• **CHALLENGE 1**:
In the forum thread, how much did the local bike shop want for the water bottle cage?

• **TEXT**:
Here is a pic of my warranty replacement Imperiale before I built it up and another with my "Saturday Wheels" on it -


----------



## Arrwin

feuereimer said:


> Arwin,
> 
> Well I looked around for a pic of the Gran Tourismo, but I couldn't find any. I usually take some pics of my new bike but I guess I didn't get that one. I had the Red and White GT. I am not in love with Italian looks, but I got a lot of compliments on it. When I sell the Imperiale, I am probably going to get the Black GT this time. It's a little more neutral for me.
> 
> Here is a pic of my warranty replacement Imperiale before I built it up and another with my "Saturday Wheels" on it -


Thanks for the pics! That Imperiale looks all business! If it were my size (Small) I would definitely consider your Imperiale. If I decide on the GT, I would be getting the Red/White scheme as well. The black nude carbon fiber is nice as well, but I already have a black mtn bike so want something different. 

Thanks again!


----------



## feuereimer

Yeah, that thing is a rocket ship! It definitely has some go juice.

Anyway, good luck with the GT. Post up some pics when it's complete. Mike


----------



## brumos

Here is mine. Haven't had a chance to ride it yet.


----------



## brumos

As a side note, I need a water bottle cage and the one the LBS wanted to sell me was too expensive ($60). I had to laugh at the price. What cage would you guys recommend?


----------



## pbd

The pro ranks are full of Tacx Tao and Elite cages (Elite Custom Race I think is the cheaper version?). Tacx Tao is also one of the most recommended cages on cycling forums.

• **EXTRACTED INFORMATION**:
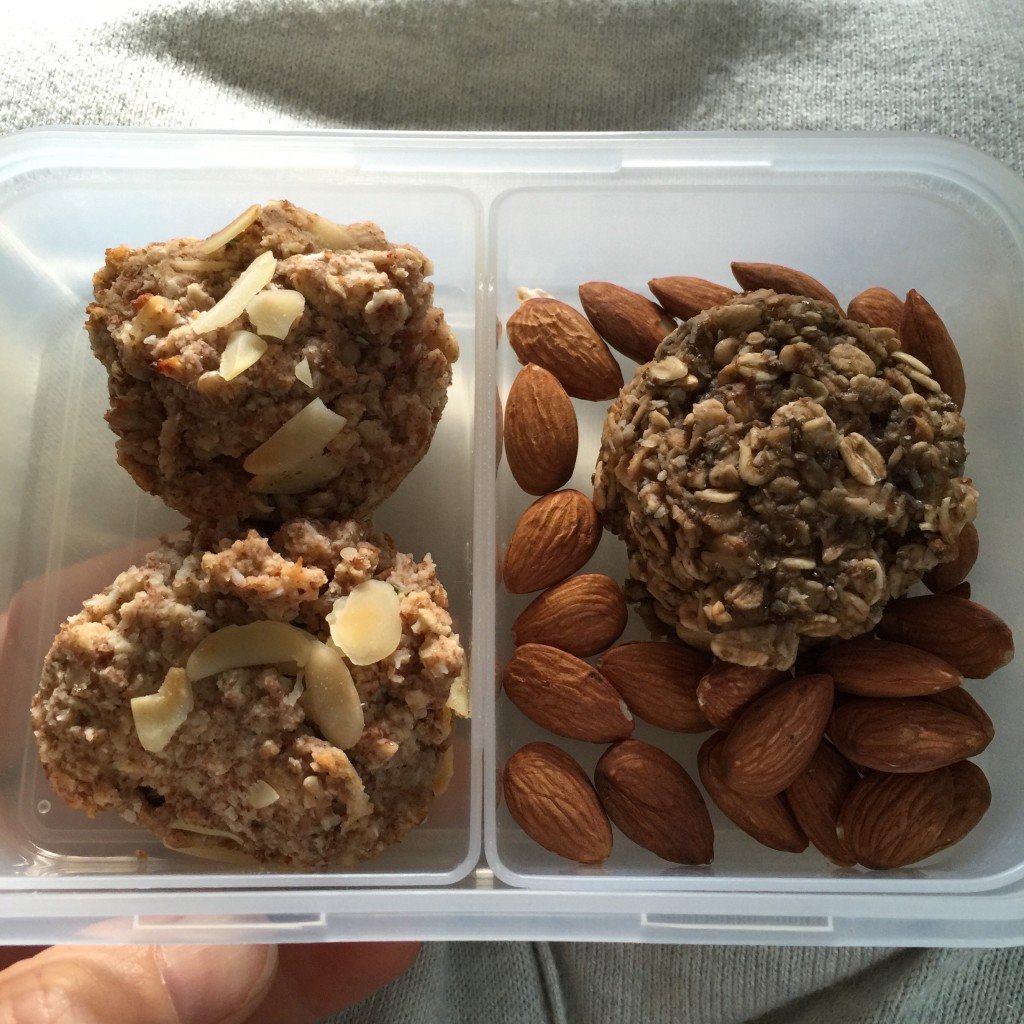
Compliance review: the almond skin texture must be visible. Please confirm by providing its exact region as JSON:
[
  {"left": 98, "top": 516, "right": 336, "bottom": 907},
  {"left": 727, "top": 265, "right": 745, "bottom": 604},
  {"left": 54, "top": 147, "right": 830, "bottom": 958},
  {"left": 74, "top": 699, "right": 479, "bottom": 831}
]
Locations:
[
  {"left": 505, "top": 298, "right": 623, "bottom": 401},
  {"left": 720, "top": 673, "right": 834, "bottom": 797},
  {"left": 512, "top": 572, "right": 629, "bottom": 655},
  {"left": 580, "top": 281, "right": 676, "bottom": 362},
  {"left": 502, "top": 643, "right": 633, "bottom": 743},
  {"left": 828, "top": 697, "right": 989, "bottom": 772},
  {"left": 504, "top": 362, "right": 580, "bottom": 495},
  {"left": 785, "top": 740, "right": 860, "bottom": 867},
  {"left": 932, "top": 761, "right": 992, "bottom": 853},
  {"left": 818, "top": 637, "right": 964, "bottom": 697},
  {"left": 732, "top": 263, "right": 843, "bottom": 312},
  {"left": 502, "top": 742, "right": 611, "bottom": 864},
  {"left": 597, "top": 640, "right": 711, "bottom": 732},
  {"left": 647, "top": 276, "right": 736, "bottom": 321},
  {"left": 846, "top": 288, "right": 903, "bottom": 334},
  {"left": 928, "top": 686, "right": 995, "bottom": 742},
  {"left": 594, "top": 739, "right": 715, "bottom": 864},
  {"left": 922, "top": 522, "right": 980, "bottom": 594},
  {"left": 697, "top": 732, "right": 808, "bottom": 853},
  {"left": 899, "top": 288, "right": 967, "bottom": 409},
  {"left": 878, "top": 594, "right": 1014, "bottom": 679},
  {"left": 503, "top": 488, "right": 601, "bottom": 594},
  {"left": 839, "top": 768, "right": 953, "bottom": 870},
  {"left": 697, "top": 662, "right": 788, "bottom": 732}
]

• **CHALLENGE 2**:
Output the records that follow the forum thread character for character, with the pictures left out.

• **COMPLETE RESPONSE 1**:
$60

• **COMPLETE RESPONSE 2**:
Compliance review: the almond skin texture must be visible. Please confirm by providing its exact region as JSON:
[
  {"left": 98, "top": 516, "right": 336, "bottom": 907},
  {"left": 727, "top": 265, "right": 745, "bottom": 604},
  {"left": 54, "top": 147, "right": 830, "bottom": 958},
  {"left": 74, "top": 699, "right": 479, "bottom": 831}
]
Locations:
[
  {"left": 505, "top": 298, "right": 623, "bottom": 401},
  {"left": 720, "top": 673, "right": 834, "bottom": 797},
  {"left": 512, "top": 572, "right": 629, "bottom": 655},
  {"left": 580, "top": 281, "right": 676, "bottom": 362},
  {"left": 502, "top": 643, "right": 633, "bottom": 743},
  {"left": 828, "top": 697, "right": 989, "bottom": 772},
  {"left": 504, "top": 362, "right": 580, "bottom": 495},
  {"left": 785, "top": 740, "right": 860, "bottom": 867},
  {"left": 932, "top": 761, "right": 992, "bottom": 853},
  {"left": 818, "top": 637, "right": 964, "bottom": 697},
  {"left": 732, "top": 263, "right": 843, "bottom": 312},
  {"left": 502, "top": 742, "right": 611, "bottom": 864},
  {"left": 597, "top": 640, "right": 711, "bottom": 732},
  {"left": 647, "top": 276, "right": 736, "bottom": 321},
  {"left": 846, "top": 288, "right": 903, "bottom": 334},
  {"left": 928, "top": 686, "right": 995, "bottom": 742},
  {"left": 594, "top": 739, "right": 715, "bottom": 864},
  {"left": 922, "top": 522, "right": 980, "bottom": 594},
  {"left": 697, "top": 732, "right": 808, "bottom": 853},
  {"left": 899, "top": 288, "right": 967, "bottom": 409},
  {"left": 878, "top": 594, "right": 1014, "bottom": 679},
  {"left": 503, "top": 488, "right": 601, "bottom": 594},
  {"left": 839, "top": 768, "right": 953, "bottom": 870},
  {"left": 697, "top": 662, "right": 788, "bottom": 732}
]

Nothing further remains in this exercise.